> TASK TO COMPLETE:
A faithful copy of the whole listing is required.

> SOURCE RECORDS:
=== Begin Enclosure ===
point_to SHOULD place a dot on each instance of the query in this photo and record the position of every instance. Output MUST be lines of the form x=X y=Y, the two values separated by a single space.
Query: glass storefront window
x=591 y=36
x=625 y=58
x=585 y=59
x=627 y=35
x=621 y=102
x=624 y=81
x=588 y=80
=== End Enclosure ===
> SOLUTION BELOW:
point_to SHOULD place a dot on each instance of the query in this photo and record the position of every instance. Output MUST be lines of the form x=X y=Y, the two values separated by a single space.
Query: glass storefront window
x=591 y=36
x=625 y=58
x=585 y=59
x=627 y=35
x=621 y=102
x=624 y=81
x=588 y=80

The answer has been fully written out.